Source passage Block Start
The fish ascend a series of 11 eight-inch steps in a gracefully curving channel that was sculpted into the bank on the east side of the creek about 100 feet below the dam. Then they swim about 100 feet through an underground culvert to the reservoir above the dam. A series of grates on the surface provide a light source for the fish to follow. The total length of the ladder is 160 feet.
Fish are attracted to the ladder by the strong flow from a second pipe that passes underground from the reservoir and empties into the stream at the entrance to the ladder.
At the up-stream end of the reservoir, the fish enter a trap, which biologists check daily. The biologists net all the fish, placing the native cutts and bull trout into the stream above the dam, where they can continue their migration to the critical spawning habitat in the upper 15 miles of the creek in the Rattlesnake Wilderness Area.
All nonnative fish, including rainbow and brown trout, are returned to the stream below the dam.
Rainbows and browns successfully spawn in the lower five miles of Rattlesnake below the dam, Knotek said. But the cutts and bull trout require the more specific habitat conditions that are found in the upper 15 miles above the dam.
Source passage Block End
Apply what you read:
A: Answer these questions using the passage on the fish ladder:
(i) How high is each step in the channel?
(ii) How often do biologists check the trap?
(iii) Which nonnative fish does the passage name as being returned below the dam?
B: Say whether each statement agrees with the passage on the fish ladder, and quote the words that decide it:
(i) The ladder is 160 feet long in total.
(ii) Rainbow and brown trout are unable to spawn below the dam.
(iii) The channel was sculpted into the bank on the west side of the creek.
Stored data Block Start
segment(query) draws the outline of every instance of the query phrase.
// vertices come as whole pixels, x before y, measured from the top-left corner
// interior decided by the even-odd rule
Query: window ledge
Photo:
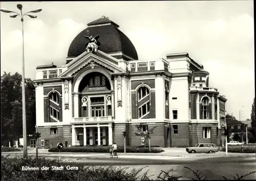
Stored data Block End
Answers provided:
A:
(i) Eight inches.
(ii) Daily.
(iii) Rainbow and brown trout.

B:
(i) Yes: "The total length of the ladder is 160 feet."
(ii) No: "Rainbows and browns successfully spawn in the lower five miles of Rattlesnake below the dam"
(iii) No: "sculpted into the bank on the east side of the creek"